Phrase grounding data
● ● ● ●
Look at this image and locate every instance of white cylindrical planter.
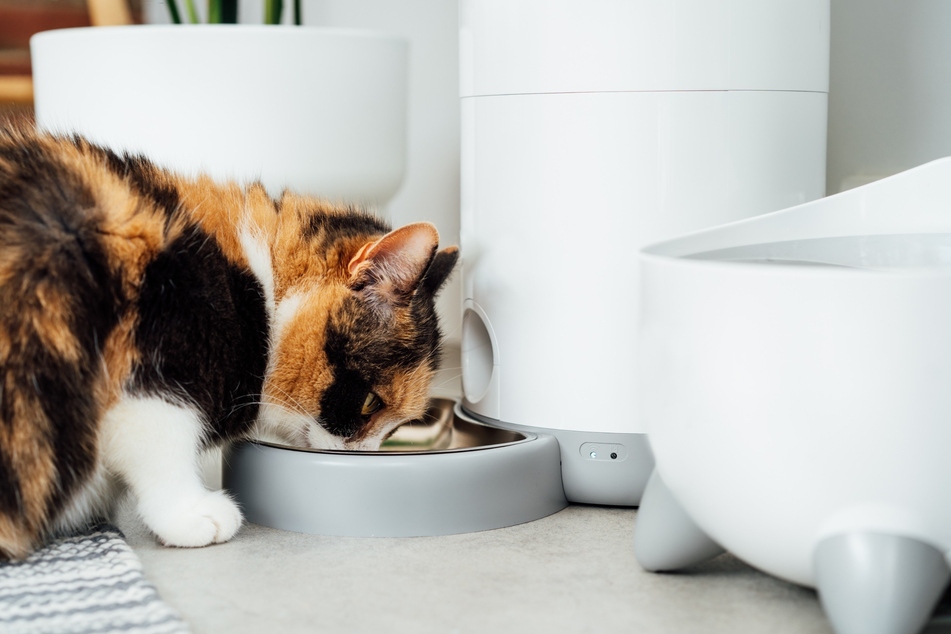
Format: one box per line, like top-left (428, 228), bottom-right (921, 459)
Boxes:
top-left (30, 25), bottom-right (407, 205)
top-left (459, 0), bottom-right (830, 505)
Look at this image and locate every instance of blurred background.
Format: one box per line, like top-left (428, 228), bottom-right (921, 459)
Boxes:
top-left (6, 0), bottom-right (951, 348)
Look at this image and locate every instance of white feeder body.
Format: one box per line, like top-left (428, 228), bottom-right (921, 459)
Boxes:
top-left (639, 157), bottom-right (951, 587)
top-left (459, 0), bottom-right (830, 504)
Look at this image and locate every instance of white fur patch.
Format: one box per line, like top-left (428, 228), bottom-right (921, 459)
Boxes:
top-left (238, 224), bottom-right (275, 318)
top-left (261, 292), bottom-right (304, 384)
top-left (100, 395), bottom-right (242, 547)
top-left (272, 293), bottom-right (303, 344)
top-left (307, 418), bottom-right (347, 450)
top-left (253, 401), bottom-right (346, 451)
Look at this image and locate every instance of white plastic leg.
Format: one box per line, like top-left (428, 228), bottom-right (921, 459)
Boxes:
top-left (633, 469), bottom-right (724, 572)
top-left (814, 532), bottom-right (951, 634)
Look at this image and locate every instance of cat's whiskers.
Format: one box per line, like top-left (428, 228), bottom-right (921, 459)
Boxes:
top-left (430, 373), bottom-right (463, 391)
top-left (441, 320), bottom-right (462, 341)
top-left (407, 346), bottom-right (442, 380)
top-left (262, 382), bottom-right (311, 418)
top-left (251, 400), bottom-right (313, 447)
top-left (222, 394), bottom-right (272, 418)
top-left (253, 381), bottom-right (338, 447)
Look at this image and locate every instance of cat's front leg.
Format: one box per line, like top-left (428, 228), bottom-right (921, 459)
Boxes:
top-left (100, 396), bottom-right (242, 547)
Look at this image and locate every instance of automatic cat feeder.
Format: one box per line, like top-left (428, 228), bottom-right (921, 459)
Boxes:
top-left (633, 160), bottom-right (951, 634)
top-left (459, 0), bottom-right (829, 505)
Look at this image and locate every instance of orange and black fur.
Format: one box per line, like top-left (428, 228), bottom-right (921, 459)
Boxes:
top-left (0, 125), bottom-right (458, 559)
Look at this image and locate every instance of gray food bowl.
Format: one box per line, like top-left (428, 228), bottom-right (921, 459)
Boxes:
top-left (222, 398), bottom-right (568, 537)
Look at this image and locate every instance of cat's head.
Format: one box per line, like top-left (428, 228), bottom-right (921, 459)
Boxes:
top-left (256, 199), bottom-right (458, 451)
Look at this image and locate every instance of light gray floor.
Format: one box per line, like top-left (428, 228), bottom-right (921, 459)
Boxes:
top-left (117, 502), bottom-right (834, 634)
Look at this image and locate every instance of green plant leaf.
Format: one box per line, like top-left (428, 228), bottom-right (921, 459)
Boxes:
top-left (264, 0), bottom-right (283, 24)
top-left (209, 0), bottom-right (237, 23)
top-left (221, 0), bottom-right (238, 23)
top-left (294, 0), bottom-right (301, 25)
top-left (165, 0), bottom-right (182, 23)
top-left (184, 0), bottom-right (200, 23)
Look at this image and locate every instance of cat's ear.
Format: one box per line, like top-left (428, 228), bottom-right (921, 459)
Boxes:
top-left (347, 222), bottom-right (439, 297)
top-left (420, 246), bottom-right (459, 297)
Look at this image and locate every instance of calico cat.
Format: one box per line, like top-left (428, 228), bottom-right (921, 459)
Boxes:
top-left (0, 125), bottom-right (458, 559)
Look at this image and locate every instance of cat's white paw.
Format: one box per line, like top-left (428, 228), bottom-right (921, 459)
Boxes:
top-left (149, 490), bottom-right (243, 548)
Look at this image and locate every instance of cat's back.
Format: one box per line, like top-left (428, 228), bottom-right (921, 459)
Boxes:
top-left (0, 125), bottom-right (179, 370)
top-left (0, 124), bottom-right (180, 267)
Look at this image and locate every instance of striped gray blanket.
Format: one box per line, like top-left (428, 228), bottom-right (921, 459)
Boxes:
top-left (0, 523), bottom-right (188, 634)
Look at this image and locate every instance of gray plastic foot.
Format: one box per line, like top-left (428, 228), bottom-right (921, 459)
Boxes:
top-left (814, 532), bottom-right (951, 634)
top-left (633, 469), bottom-right (724, 572)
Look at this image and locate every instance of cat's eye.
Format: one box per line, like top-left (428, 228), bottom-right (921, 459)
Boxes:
top-left (361, 392), bottom-right (383, 416)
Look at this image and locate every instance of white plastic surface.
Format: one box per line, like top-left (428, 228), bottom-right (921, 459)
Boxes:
top-left (460, 300), bottom-right (500, 418)
top-left (461, 90), bottom-right (827, 433)
top-left (639, 157), bottom-right (951, 586)
top-left (30, 26), bottom-right (407, 204)
top-left (460, 0), bottom-right (829, 96)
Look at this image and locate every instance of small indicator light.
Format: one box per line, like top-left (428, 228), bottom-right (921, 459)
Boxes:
● ● ● ●
▸ Your task
Provide the lines again, unchanged, from where the data above begins through the line containing "Look at this image and locate every instance of blurred", both ends included, omitting pictures and adding nothing.

▸ Task answer
Look at this image and locate every instance of white cylindrical planter.
Format: one box per line, like top-left (428, 228), bottom-right (921, 459)
Boxes:
top-left (30, 25), bottom-right (407, 205)
top-left (459, 0), bottom-right (830, 505)
Look at this image and locate every instance of blurred background.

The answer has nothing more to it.